:: WYBRANY FRAGMENT ::
▼

Mnóstwo jest wokół nas takich partytur, które prześlizgują się po muzycznym światku niemal bezgłośnie. Nie oczekuje się po nich zbyt wiele, nie zwracają specjalnie naszej uwagi, ani też nie charakteryzują się niczym odkrywczym, ergo są pomijane przez większość. Jeśli do tego dojdzie równie pomijany film, na potrzeby, którego taka partytura powstała, to jest niemal pewne, że zainteresowanie takim dziełem (jeśli w ogóle zostanie ono wydane) będzie znikome. I dopiero zupełnie przypadkowe spotkanie czyni je w jakiś sposób wartościowymi…
Właśnie takie spotkanie było niedawno moim udziałem i zostałem nim zaskoczony w bardzo pozytywny sposób. Wprawdzie film Johna Singletona "Czterej Bracia" (nie mylić z "Dwaj Bracia" o tygrysach 😉 został dość dobrze przyjęty przez publikę, ale większej sławy i rozgłosu nie zyskał. Podobnież i partytura Davida Arnolda została pominięta w każdy możliwy sposób – również przeze mnie. Wiedziałem bowiem bardzo dobrze, że taka pozycja istnieje, ale zupełnie ją zignorowałem, bardziej skupiając się na płytach kontrowersyjnych lub też znanych i lubianych od dawien dawna. A tymczasem Arnold pokazał tu prawdziwy kunszt i stworzył jedną ze swoich najlepszych (pozabondowskich) prac, która na uwagę z pewnością zasługuje.
Kompozytor udanie poszedł tu w lekko jazzowe klimaty filmów policyjnych i sensacyjnych lat 60 i 70. Prym w inspiracji wiodą tu więc tacy wyjadacze jak Williams, Bernstein czy Schifrin, ale z dodatkiem charakterystycznej dla Arnolda narastającej akcji i (tym razem bardzo delikatnej) elektroniki. Z drugiej strony sporo tu dzisiejszych zagrań rodem z Blancharda czy Eastwooda. Generalnie mamy więc do czynienia z action scorem w starym stylu, skąpanym w lirycznej elektronice z przewagą dramatu, suspensu i odrobiny sentymentalizmu. I tu narzuca mi się świeżutka "Black Dahlia" Ishama, co ma bardzo duży związek z instrumentarium…
Arnold spore pole do popisu dał bowiem trąbce i – podobnie jak jego kolega po fachu – czyni to w dość krótkich, bardzo ładnie skrojonych tematach. Na drugim miejscu mamy skrzypce i wiolonczele, które wraz ze wspomnianą elektroniką odpowiadają za w/w lirykę i suspens. W ogóle – tak jak w Dahlii – mało tu wybuchów i typowego action score. Objawia się przede wszystkim dramat (bo taki też jest film), ale o wyraźnym zabarwieniu sensacyjnym. Świadomość zbliżającego się zagrożenia i niepewność dalszych wydarzeń towarzyszy nam więc przez całą niemal płytę. Sama akcja objawia się natomiast tylko w dwóch utworach: "Shoot Out" i "400k Plan" oraz rozchodzi się pośrednio na ścieżki im towarzyszące, jak np: "Cops and Business". Taki zabieg okazuje się bardzo udany i satysfakcjonuje w 100%. Wszak bez tych paru ścieżek płytę można by nazwać nieco ospałą i bez polotu, natomiast wszelki nadmiar mógłby wszystko zepsuć. A tak całość bardzo ładnie się uzupełnia i kumuluje…
…w naprawdę porządną ilustrację. Choć jest to jedna z tych z pozoru niełatwych ścieżek (wymaga od słuchacza odrobiny czasu, spokoju i cierpliwości) i do wielu rzeczy można by się przyczepić (chwilami zbytnia ilustracyjność, innym razem spore podobieństwo do przygód agenta 007), to jednak klimat i przede wszystkim satysfakcja z odsłuchu to przesłaniają. Nie jest to z pewnością żadne arcydzieło – nie ma, co do tego wątpliwości – ale śmiało można powiedzieć, iż to pozycja z górnej półki. Dla mnie to spóźniona niespodzianka roku 2005. I choć i w tym roku niespodzianek z pewnością brakować nie będzie, to jednak życzę każdemu takich zaległych "spotkań". Oby zawsze było to równie miłe zaskoczenie, jak w tym przypadku.

▲

:: WYMAGANE ZADANIE A ::
Odpowiedz na podstawie recenzji:
(i) Kto wyreżyserował film „Czterej Bracia”?
(ii) Któremu instrumentowi Arnold dał spore pole do popisu?
(iii) W których dwóch utworach objawia się sama akcja?

:: PODANA LISTA ::
▼

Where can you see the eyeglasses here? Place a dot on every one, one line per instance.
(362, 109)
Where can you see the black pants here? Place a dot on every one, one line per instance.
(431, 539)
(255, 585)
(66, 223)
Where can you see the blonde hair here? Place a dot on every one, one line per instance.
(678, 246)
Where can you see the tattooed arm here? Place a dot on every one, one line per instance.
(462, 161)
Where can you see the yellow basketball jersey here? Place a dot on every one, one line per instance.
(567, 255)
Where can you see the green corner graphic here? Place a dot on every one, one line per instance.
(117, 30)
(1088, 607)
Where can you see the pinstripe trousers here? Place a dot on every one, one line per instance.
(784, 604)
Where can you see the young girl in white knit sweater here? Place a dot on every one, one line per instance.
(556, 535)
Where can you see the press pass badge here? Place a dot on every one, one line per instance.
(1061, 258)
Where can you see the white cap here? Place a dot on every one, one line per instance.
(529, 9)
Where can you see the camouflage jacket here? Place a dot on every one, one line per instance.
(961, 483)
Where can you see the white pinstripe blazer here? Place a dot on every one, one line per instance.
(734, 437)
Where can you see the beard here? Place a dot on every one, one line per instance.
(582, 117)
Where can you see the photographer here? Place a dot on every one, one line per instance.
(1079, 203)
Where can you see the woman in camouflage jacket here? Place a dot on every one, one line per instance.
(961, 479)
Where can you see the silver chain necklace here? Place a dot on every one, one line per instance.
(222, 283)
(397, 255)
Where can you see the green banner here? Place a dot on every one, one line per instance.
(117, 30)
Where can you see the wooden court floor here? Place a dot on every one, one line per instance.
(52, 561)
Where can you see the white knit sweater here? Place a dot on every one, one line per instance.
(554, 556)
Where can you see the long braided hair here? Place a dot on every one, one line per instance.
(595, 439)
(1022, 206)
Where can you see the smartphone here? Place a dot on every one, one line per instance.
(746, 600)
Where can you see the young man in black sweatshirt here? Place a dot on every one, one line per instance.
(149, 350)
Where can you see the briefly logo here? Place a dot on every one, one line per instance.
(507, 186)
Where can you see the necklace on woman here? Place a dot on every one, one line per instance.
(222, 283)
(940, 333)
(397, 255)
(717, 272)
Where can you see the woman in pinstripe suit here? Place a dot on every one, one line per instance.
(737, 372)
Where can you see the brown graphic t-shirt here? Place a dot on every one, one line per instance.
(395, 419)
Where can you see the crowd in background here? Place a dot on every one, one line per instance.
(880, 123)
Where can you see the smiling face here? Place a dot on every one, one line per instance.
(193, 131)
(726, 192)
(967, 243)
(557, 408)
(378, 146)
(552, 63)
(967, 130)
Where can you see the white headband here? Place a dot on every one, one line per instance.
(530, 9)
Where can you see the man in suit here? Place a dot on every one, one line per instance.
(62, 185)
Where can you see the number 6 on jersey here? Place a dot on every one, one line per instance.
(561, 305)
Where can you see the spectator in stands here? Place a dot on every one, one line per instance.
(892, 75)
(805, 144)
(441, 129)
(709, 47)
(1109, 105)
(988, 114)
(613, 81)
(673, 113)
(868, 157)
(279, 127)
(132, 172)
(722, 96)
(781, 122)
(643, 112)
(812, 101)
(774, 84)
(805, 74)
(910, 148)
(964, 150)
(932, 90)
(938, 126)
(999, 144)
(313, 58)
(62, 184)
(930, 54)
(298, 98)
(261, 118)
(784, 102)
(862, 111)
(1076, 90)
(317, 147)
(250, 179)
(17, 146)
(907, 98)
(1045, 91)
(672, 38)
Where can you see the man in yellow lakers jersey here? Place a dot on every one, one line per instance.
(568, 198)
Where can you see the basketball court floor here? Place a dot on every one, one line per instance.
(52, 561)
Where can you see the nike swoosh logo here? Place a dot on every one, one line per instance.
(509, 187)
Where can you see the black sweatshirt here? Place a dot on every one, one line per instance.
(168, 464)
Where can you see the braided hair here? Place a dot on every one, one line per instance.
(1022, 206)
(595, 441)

▲

:: WYMAGANE ZADANIE B ::
Zmień „black sweatshirt” na „black hoodie” w wierszach listy, zaczynając od tego, który zawiera „Where can you see the man in yellow”, a kończąc na ostatnim wierszu listy. Podaj tylko te wiersze, poza tym bez żadnych zmian.

:: PEŁNA ODPOWIEDŹ A ::
(i) John Singleton.
(ii) Trąbce.
(iii) „Shoot Out” i „400k Plan”.

:: PEŁNA ODPOWIEDŹ B ::
Where can you see the man in yellow lakers jersey here? Place a dot on every one, one line per instance.
(568, 198)
Where can you see the basketball court floor here? Place a dot on every one, one line per instance.
(52, 561)
Where can you see the nike swoosh logo here? Place a dot on every one, one line per instance.
(509, 187)
Where can you see the black hoodie here? Place a dot on every one, one line per instance.
(168, 464)
Where can you see the braided hair here? Place a dot on every one, one line per instance.
(1022, 206)
(595, 441)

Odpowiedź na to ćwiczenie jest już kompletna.